• **Written instruction**
Reproduce verbatim the part of the rows that opens with the line containing "# test: pointer marks the colored" and runs through the last line of the rows, including both of those lines.
================================
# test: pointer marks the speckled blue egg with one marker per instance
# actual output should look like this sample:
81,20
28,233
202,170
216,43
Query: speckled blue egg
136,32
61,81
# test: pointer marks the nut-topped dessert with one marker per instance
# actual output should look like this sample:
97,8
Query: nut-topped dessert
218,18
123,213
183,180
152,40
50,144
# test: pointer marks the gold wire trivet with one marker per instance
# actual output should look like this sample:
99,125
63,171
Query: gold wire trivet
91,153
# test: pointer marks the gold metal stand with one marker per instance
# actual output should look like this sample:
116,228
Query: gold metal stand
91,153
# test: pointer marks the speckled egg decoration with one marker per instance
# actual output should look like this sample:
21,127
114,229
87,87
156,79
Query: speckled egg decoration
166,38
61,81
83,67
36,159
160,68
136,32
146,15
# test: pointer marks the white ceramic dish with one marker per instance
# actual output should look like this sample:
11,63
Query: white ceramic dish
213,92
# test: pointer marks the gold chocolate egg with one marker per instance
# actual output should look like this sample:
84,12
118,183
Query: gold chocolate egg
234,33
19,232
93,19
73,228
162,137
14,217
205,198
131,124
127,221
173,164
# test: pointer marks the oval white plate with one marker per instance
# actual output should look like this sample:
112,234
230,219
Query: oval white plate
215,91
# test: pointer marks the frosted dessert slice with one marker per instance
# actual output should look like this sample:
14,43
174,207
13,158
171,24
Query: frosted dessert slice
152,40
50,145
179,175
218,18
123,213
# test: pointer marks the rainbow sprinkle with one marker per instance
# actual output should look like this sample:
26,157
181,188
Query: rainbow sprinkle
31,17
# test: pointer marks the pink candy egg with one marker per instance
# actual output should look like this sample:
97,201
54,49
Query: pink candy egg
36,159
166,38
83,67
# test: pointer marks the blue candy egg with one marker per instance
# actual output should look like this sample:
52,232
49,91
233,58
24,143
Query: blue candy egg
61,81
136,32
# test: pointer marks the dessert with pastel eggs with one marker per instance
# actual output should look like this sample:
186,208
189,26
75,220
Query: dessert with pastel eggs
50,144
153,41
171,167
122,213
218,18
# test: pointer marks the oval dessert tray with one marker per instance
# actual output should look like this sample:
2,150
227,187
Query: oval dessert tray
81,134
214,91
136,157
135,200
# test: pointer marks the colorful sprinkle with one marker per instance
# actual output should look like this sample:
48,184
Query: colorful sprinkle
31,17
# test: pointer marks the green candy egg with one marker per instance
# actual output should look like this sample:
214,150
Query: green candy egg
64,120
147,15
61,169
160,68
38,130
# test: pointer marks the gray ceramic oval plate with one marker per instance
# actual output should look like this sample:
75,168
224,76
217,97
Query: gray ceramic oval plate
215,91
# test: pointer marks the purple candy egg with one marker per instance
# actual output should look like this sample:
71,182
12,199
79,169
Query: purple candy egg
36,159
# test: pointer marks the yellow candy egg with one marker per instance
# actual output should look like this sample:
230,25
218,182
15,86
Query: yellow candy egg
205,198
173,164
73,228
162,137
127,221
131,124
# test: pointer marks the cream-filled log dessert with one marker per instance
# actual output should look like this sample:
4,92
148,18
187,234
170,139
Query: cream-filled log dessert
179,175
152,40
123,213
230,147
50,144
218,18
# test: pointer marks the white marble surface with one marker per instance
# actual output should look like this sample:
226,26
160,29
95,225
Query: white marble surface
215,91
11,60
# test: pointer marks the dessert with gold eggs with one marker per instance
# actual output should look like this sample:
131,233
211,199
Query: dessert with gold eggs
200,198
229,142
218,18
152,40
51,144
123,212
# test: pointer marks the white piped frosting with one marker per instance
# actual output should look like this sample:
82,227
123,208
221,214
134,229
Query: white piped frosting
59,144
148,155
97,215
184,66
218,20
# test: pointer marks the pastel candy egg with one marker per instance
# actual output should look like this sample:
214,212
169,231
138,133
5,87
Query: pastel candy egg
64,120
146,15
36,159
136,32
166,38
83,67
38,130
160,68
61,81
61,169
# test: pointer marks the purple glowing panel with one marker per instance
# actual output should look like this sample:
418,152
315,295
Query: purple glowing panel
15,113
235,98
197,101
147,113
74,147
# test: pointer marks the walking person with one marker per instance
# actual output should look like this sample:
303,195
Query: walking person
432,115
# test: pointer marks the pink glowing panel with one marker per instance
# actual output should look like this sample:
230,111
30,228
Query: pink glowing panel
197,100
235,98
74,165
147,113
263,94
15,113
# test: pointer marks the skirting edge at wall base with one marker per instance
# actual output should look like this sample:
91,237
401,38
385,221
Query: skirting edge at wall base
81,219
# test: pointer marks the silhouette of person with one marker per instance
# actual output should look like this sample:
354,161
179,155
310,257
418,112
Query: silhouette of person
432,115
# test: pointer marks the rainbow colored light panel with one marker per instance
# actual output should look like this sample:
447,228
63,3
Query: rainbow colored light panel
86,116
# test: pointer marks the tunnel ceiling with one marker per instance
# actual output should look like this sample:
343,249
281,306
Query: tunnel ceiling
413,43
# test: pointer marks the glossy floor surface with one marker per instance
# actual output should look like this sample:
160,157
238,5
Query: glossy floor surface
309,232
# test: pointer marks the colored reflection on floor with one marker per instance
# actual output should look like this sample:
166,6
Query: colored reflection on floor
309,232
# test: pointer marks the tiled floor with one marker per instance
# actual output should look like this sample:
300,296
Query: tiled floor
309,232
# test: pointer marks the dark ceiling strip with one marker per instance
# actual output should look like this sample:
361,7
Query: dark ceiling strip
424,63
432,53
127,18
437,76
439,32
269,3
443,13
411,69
================================
• **Worked answer**
# test: pointer marks the colored reflection on floor with one marker per instance
# actual output should look like this sample:
166,6
Query: colored reflection on floor
309,232
# test: pointer marks the tiled floor with one marker per instance
# actual output should look like this sample:
300,296
Query: tiled floor
309,232
# test: pointer marks the dark ceiling strip with one marker per instance
# actual output should look like this sample:
361,7
Query: dark ceiling strip
424,63
432,53
127,18
437,76
439,32
269,3
443,13
411,69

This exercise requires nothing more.